* _Aufgabenstellung_:
Gib den unten stehenden Textauszug über Dilma Rousseffs Amtsführung vollständig und wortgetreu wieder.

* _Textauszug_:
- - - - -

Gut vierzehn Monate ist Dilma Rousseff jetzt im Amt, und alle, die sie nur als blasse Widergängerin eines im Hintergrund die Fäden ziehenden Lula da Silva sahen, sind eines Besseren belehrt. Zwar hat sich Lula anfangs in politische, vor allem personalpolitische Entscheidungen einzumischen versucht, und dies umso direkter, je heftiger er beteuerte, dies nicht zu tun. Doch nun hat der Expräsident mit seiner Krebserkrankung zu kämpfen. Und die Präsidentin hat bereits sehr deutlich gemacht, dass sie ihren eigenen Kopf und ihren eigenen politischen Stil hat und etwa gegen Korruption selbst auf Ministerebene durchgreift. Einsichtsvoller sind die Hinweise auf den „technokratischen“ Regierungsstil der Präsidentin. Die Ausrichtung auf das Machbare führt dazu, dass Entscheidungen in kleinem Kreis und auf möglichst hoher Ebene getroffen werden, ohne Abstimmung mit mittleren Ebenen des Apparats. Zum anderen befürchten politische Beobachter, dass angesichts einer konservativen Mehrheit in der Regierungskoalition (der insgesamt 14 Parteien angehören) ein „technisches“ Regierungsverständnis unternehmerische Interessen weiter bevorzugt und die Regierung sich vom politischen Projekt der Präsidentinnenpartei PT weiter entferne.

- - - - -

* _Vorliegendes Material_:
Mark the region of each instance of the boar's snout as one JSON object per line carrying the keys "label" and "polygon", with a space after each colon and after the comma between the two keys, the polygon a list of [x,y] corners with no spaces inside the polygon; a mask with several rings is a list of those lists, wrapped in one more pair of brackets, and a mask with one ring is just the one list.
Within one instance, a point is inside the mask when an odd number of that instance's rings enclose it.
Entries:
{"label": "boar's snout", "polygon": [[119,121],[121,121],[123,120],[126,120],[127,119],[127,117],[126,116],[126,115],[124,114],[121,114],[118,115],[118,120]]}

- - - - -

* _Antwort_:
Gut vierzehn Monate ist Dilma Rousseff jetzt im Amt, und alle, die sie nur als blasse Widergängerin eines im Hintergrund die Fäden ziehenden Lula da Silva sahen, sind eines Besseren belehrt. Zwar hat sich Lula anfangs in politische, vor allem personalpolitische Entscheidungen einzumischen versucht, und dies umso direkter, je heftiger er beteuerte, dies nicht zu tun. Doch nun hat der Expräsident mit seiner Krebserkrankung zu kämpfen. Und die Präsidentin hat bereits sehr deutlich gemacht, dass sie ihren eigenen Kopf und ihren eigenen politischen Stil hat und etwa gegen Korruption selbst auf Ministerebene durchgreift. Einsichtsvoller sind die Hinweise auf den „technokratischen“ Regierungsstil der Präsidentin. Die Ausrichtung auf das Machbare führt dazu, dass Entscheidungen in kleinem Kreis und auf möglichst hoher Ebene getroffen werden, ohne Abstimmung mit mittleren Ebenen des Apparats. Zum anderen befürchten politische Beobachter, dass angesichts einer konservativen Mehrheit in der Regierungskoalition (der insgesamt 14 Parteien angehören) ein „technisches“ Regierungsverständnis unternehmerische Interessen weiter bevorzugt und die Regierung sich vom politischen Projekt der Präsidentinnenpartei PT weiter entferne.